Collected data entries:
※ ※ ※

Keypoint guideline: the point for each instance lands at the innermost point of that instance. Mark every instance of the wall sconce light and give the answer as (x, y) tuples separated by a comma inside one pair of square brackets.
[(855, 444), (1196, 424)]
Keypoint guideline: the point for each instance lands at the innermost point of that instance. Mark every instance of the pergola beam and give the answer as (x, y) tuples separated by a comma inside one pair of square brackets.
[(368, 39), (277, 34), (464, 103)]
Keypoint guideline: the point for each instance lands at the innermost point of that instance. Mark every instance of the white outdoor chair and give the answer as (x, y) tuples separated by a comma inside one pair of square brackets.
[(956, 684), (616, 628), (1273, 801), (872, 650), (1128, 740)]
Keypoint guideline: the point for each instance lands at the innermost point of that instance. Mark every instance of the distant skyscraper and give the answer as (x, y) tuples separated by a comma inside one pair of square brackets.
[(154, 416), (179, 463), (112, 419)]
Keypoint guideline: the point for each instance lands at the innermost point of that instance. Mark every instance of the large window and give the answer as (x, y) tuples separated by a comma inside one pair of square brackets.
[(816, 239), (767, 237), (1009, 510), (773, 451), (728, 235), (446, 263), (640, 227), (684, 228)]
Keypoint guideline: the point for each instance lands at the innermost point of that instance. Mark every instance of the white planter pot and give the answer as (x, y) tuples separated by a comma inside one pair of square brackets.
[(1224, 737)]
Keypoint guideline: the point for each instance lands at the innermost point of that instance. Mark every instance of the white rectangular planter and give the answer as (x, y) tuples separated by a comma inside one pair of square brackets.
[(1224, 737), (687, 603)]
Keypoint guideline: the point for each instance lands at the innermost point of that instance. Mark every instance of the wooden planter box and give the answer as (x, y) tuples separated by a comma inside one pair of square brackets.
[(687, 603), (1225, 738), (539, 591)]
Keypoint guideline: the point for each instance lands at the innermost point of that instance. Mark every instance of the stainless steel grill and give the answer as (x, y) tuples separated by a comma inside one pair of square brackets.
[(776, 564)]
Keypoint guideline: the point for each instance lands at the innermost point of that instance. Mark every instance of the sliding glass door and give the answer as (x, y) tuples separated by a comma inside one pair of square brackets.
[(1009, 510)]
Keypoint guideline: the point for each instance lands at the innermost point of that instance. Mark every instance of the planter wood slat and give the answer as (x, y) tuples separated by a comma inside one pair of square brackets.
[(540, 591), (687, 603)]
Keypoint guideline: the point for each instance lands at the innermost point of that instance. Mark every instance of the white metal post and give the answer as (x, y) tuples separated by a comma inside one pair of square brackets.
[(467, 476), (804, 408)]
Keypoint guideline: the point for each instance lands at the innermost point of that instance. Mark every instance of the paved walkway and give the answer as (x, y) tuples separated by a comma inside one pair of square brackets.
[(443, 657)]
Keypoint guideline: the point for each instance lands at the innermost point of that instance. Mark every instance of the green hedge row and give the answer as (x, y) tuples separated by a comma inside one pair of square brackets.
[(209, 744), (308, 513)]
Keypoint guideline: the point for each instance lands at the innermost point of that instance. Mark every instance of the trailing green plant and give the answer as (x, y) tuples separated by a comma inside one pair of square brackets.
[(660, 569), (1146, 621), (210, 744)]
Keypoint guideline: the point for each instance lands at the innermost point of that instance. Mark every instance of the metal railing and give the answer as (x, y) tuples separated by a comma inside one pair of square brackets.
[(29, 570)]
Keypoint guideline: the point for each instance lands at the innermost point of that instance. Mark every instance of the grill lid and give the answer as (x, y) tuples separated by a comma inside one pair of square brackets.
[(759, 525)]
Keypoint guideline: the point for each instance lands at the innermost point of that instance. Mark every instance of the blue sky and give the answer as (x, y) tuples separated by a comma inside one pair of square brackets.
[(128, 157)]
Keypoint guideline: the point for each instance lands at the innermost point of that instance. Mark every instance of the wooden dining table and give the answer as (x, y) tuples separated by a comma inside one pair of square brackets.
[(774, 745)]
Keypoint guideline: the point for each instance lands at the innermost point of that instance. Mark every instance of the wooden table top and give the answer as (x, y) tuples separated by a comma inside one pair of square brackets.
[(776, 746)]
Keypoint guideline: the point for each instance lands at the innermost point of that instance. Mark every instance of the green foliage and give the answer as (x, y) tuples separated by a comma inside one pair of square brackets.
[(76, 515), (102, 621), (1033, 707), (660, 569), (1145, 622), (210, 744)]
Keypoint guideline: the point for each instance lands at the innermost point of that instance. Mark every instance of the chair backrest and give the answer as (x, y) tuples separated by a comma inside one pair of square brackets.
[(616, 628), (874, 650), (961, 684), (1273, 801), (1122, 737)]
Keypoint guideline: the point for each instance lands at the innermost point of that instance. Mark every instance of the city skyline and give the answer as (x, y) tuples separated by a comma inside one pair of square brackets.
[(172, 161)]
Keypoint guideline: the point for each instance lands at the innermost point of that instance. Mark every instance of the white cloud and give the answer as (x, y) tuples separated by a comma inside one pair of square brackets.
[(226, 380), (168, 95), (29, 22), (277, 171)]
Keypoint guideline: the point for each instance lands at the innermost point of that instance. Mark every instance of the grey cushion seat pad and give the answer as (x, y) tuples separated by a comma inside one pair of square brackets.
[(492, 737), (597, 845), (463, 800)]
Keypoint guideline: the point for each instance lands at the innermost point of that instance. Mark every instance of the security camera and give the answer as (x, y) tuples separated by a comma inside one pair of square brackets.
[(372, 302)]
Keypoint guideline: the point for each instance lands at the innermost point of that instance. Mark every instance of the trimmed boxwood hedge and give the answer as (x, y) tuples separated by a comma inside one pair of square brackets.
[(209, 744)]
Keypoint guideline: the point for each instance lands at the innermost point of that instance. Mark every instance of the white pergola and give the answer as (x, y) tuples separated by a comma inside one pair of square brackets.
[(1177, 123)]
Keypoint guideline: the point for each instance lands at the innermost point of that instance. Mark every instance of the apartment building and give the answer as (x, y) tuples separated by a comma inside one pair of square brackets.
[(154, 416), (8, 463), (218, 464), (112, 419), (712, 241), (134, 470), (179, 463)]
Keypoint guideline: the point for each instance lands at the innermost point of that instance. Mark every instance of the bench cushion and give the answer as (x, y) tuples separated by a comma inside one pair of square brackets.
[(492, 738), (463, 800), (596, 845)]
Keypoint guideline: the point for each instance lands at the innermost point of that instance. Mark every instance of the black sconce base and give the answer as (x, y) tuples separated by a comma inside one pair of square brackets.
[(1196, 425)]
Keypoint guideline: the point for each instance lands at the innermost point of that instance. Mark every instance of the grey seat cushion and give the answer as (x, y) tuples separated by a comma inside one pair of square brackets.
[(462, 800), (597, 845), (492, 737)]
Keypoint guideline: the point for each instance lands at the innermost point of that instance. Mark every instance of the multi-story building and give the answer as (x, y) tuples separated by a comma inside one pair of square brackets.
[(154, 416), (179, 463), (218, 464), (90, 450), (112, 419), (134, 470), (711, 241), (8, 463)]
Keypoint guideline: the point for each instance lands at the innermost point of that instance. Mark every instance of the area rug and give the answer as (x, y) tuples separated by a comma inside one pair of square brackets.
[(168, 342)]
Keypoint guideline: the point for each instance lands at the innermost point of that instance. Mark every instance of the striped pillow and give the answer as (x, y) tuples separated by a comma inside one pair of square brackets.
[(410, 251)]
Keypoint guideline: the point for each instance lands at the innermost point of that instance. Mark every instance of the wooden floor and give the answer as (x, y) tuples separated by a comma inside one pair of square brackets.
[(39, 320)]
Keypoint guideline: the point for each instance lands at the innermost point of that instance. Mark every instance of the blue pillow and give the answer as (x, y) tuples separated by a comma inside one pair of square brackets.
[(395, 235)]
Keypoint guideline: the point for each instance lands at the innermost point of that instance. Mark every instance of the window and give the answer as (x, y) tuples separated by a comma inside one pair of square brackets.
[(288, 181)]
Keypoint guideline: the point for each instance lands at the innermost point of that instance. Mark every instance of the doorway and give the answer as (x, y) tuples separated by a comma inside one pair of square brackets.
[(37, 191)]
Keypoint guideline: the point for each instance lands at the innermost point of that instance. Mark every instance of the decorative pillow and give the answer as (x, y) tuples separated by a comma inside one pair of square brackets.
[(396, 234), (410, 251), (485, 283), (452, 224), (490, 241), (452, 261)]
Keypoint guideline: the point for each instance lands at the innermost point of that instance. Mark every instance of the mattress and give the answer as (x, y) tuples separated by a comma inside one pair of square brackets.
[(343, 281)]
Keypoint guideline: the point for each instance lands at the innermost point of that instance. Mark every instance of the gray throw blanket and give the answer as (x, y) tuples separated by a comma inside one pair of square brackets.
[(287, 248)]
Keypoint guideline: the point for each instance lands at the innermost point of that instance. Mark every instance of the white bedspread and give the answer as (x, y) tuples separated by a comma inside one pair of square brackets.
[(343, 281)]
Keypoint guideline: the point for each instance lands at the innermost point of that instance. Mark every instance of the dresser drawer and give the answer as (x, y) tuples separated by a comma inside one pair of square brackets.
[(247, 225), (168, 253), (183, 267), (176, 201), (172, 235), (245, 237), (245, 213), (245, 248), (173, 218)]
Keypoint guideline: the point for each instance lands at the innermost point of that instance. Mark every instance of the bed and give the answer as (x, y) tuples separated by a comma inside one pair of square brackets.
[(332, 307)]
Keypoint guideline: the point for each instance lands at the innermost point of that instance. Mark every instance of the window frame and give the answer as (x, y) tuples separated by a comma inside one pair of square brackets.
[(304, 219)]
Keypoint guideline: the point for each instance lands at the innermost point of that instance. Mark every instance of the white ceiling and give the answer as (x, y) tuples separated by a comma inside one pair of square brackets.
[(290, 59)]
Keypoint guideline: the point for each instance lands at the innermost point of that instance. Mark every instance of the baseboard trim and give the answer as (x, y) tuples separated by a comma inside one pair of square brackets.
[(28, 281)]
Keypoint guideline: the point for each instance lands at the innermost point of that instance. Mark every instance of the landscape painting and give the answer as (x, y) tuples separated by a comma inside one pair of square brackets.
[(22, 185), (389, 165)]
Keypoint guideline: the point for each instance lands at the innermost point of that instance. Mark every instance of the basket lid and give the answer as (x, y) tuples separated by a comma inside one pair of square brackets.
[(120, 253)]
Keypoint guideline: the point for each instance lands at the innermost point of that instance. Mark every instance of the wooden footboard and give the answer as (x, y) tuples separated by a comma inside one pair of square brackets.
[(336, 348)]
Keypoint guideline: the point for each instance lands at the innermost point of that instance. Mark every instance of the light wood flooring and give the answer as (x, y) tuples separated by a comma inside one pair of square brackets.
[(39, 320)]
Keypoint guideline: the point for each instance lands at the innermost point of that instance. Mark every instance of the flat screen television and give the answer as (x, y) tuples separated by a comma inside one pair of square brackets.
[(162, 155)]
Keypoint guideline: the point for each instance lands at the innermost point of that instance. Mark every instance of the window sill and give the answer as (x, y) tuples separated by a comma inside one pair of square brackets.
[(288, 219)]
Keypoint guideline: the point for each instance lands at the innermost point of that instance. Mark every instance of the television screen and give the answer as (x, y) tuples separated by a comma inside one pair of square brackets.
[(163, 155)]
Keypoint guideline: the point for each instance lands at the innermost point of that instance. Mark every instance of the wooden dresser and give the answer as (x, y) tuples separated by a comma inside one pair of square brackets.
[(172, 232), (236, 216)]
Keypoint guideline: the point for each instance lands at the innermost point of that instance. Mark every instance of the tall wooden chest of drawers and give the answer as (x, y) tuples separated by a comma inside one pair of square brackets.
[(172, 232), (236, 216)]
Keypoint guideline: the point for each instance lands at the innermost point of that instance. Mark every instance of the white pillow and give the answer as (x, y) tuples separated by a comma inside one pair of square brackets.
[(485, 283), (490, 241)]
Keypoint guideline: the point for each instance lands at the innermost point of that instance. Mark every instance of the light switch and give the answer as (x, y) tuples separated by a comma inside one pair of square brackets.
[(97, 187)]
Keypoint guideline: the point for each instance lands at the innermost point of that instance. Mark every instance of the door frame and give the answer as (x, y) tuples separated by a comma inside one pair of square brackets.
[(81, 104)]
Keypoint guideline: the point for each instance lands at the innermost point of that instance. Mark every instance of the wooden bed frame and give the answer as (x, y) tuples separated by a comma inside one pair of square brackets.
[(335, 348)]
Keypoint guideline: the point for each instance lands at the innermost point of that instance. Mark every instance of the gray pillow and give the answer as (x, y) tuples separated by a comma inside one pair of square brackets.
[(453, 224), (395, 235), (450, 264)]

※ ※ ※

* _Direction_: Add 38 to every coordinate value in the answers, and write out in full the lines starting at the one containing "the bed and" and ending at the one containing "[(332, 307)]", with both of those lines included.

* _Solution for this problem_:
Keypoint guideline: the point for each instance lands at the innermost point of that instance. Mark every instance of the bed and give the answer as (x, y) tuples separated by a comma inside one pair of square brackets.
[(370, 345)]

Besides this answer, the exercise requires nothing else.